• **Source text**:
My experience with those was limited, if not outright zero, as I never fancied much the idea of modding the single player component, all of my work was focused on the multiplayer facet of the game.
Following the tradition of Unreal Tournament and Quake, Instagib offered a fast paced “kill or be killed” multiplayer experience.
No weapons, no saber, one shot snipers only, final destination; CTF Instagib was a blast.
Me and my friends used to occasionally hang around in “Chop Shop,” one of the most concurred and well‐known instagib servers in JK2, ran by “Amidala from Chop Shop” as she was known in LucasForums, the server could easily fill during peak hours. If you’ve never played an instagib mode in a fps game, then you’re missing out, and I say this as a person that is far from good at sniping.
One of my friends who was exceptionally good at snipers, had a rival of some sorts called “American Dream”, he would drop out of anything just to compete against him in Chop Shop.
Mau’Dae’s Kill Tracker
While not a mod per‐se, this external add on spread like an airborne plague, even I am culprit of using it for some time.
This simple program would hook into Jedi Outcast, and relied on reading the game’s message and chat logs to track your kills, deaths, duel victories and defeats; it would also automatically type a custom message in‐game for all your bragging needs.
The way it worked was also its most glaring weakness, as all you had to do was replicate any message to mess with another player’s record, the Kill Tracker couldn’t differentiate one message from another.
Its only redeeming and useful feature was that it gave you the ability to control Winamp from within the game’s chat itself, and of course, it let you display your current song, because everyone totally wanted to know that you were listening to Evanescence – Bring me to Life. Then again, another player could easily trick your tracker and force‐skip songs, much to their dismay and to your amusement
It is both hilarious and sad that a “kill tracking” feature is now considered a pre‐order bonus (Looking at you, Bungie.)
This one was spawned out of Final Fantasy X’s popularity at the time, this client‐side mod tried to recreate Blitzball right into Jedi Outcast.
There were other mods, such as one that tried to turn the game into Dragon Ball Z, complete with the sound effects and all, but JAmod servers were the overwhelming majority when it came to server‐side mods.
For all that Jedi Outcast had to offer in its heyday, nothing is more treasured to me than the memories of the good times that I had the pleasure of sharing with my friends, it is what makes me cherish this game long after its glorious dawn, its radiant noon and its solemn sunset.

• **Exercise requirements**:
According to the Jedi Outcast text, what did Mau’Dae’s Kill Tracker track? List every item. The entries below have nothing to do with the Jedi Outcast text.

[Entries from a point annotation set]
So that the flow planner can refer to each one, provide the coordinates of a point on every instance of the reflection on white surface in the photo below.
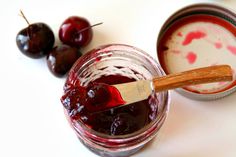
(31, 116)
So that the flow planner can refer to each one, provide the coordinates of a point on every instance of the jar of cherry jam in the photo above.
(119, 131)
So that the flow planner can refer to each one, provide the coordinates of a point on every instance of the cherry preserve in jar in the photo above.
(118, 131)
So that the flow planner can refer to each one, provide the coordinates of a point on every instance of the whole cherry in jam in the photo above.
(81, 105)
(61, 58)
(76, 31)
(35, 40)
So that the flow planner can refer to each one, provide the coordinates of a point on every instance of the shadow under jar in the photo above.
(118, 131)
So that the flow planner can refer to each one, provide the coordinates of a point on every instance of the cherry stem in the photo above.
(84, 29)
(22, 15)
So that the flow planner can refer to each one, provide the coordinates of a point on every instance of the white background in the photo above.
(32, 122)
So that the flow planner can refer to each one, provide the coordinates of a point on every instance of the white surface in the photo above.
(31, 116)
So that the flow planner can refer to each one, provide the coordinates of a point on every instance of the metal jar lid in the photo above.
(196, 36)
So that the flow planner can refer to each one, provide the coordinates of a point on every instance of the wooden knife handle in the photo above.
(210, 74)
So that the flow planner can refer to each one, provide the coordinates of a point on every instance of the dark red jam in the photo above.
(87, 105)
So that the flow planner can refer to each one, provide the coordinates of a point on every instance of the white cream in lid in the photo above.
(200, 44)
(199, 36)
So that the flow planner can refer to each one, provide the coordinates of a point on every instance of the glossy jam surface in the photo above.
(79, 102)
(197, 41)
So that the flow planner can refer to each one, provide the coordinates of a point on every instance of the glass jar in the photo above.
(128, 61)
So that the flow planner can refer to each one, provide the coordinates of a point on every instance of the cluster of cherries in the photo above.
(37, 40)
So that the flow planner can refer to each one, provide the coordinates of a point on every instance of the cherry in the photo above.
(61, 58)
(35, 40)
(76, 31)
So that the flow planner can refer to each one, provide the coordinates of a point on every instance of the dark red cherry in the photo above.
(76, 31)
(61, 58)
(36, 40)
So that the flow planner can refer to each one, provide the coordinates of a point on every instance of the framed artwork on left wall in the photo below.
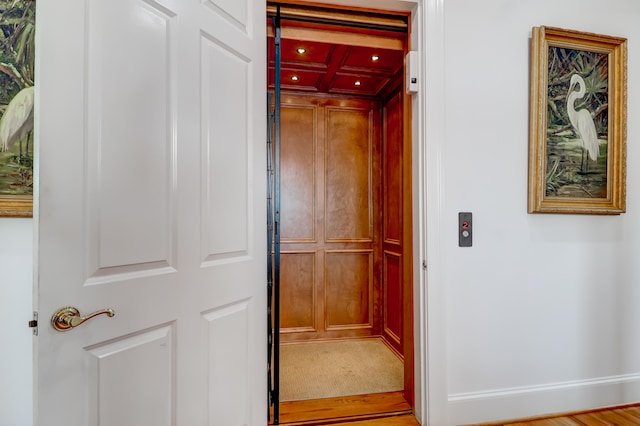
(17, 60)
(578, 113)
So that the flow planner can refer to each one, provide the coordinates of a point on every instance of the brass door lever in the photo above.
(69, 317)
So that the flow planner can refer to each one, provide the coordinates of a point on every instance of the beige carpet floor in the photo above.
(314, 370)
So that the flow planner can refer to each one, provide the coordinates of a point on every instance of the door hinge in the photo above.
(34, 323)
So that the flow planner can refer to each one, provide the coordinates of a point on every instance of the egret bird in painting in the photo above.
(17, 120)
(582, 123)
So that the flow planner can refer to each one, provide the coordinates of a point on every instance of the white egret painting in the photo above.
(17, 59)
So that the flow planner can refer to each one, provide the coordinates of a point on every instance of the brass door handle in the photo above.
(69, 317)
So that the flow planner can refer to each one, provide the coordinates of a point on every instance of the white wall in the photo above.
(542, 314)
(16, 254)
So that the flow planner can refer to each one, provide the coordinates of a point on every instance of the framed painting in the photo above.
(577, 135)
(17, 59)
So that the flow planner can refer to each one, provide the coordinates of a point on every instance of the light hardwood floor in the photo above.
(390, 409)
(626, 415)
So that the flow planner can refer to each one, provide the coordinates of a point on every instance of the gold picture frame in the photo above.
(577, 135)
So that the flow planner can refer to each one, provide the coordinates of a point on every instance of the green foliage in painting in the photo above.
(17, 59)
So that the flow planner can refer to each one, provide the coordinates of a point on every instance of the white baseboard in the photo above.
(528, 401)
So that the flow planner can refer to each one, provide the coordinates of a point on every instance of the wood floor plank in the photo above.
(625, 415)
(335, 410)
(404, 420)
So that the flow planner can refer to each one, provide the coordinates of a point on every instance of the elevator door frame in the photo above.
(409, 116)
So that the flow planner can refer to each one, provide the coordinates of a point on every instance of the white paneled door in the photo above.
(150, 127)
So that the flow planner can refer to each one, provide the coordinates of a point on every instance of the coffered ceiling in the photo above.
(318, 57)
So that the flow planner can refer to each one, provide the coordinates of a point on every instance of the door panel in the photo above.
(150, 123)
(393, 223)
(330, 258)
(349, 151)
(109, 367)
(349, 289)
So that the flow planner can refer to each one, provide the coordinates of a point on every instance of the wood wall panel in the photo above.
(297, 172)
(349, 289)
(392, 171)
(330, 162)
(392, 300)
(297, 291)
(349, 162)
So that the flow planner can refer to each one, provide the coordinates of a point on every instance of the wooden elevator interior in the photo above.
(345, 178)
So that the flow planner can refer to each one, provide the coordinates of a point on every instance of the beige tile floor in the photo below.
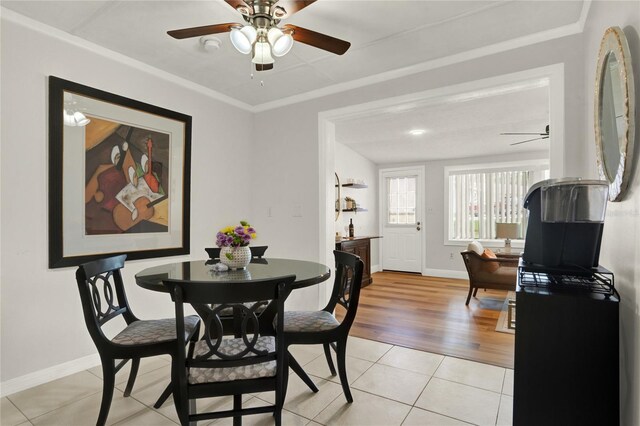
(391, 385)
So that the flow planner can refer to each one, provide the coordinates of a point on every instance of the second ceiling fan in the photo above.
(261, 36)
(540, 136)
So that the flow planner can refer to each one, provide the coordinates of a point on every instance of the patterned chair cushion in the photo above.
(226, 374)
(304, 321)
(154, 331)
(227, 312)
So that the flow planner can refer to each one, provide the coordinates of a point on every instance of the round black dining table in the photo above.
(307, 273)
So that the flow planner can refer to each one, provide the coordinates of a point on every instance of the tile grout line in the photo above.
(19, 410)
(59, 406)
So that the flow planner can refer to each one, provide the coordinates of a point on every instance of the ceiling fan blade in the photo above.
(525, 133)
(200, 31)
(264, 67)
(292, 6)
(236, 3)
(529, 140)
(319, 40)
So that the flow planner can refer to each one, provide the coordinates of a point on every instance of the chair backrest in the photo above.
(272, 292)
(256, 251)
(471, 261)
(346, 286)
(102, 294)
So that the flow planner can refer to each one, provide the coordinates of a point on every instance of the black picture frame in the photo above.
(124, 193)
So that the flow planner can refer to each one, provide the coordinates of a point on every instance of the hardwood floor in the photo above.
(429, 314)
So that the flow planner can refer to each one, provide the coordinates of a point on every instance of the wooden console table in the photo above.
(360, 246)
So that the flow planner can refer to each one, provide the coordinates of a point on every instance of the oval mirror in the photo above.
(614, 112)
(337, 202)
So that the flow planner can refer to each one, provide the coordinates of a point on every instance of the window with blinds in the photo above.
(479, 199)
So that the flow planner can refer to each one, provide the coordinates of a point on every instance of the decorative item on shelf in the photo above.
(508, 231)
(234, 245)
(350, 203)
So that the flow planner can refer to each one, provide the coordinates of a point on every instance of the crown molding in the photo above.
(543, 36)
(50, 31)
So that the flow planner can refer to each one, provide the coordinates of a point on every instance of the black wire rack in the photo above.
(597, 280)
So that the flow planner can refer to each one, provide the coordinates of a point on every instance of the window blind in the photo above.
(477, 200)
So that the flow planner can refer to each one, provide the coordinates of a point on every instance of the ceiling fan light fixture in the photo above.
(262, 53)
(243, 38)
(281, 42)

• **Right answer**:
Kills, deaths, duel victories, and defeats.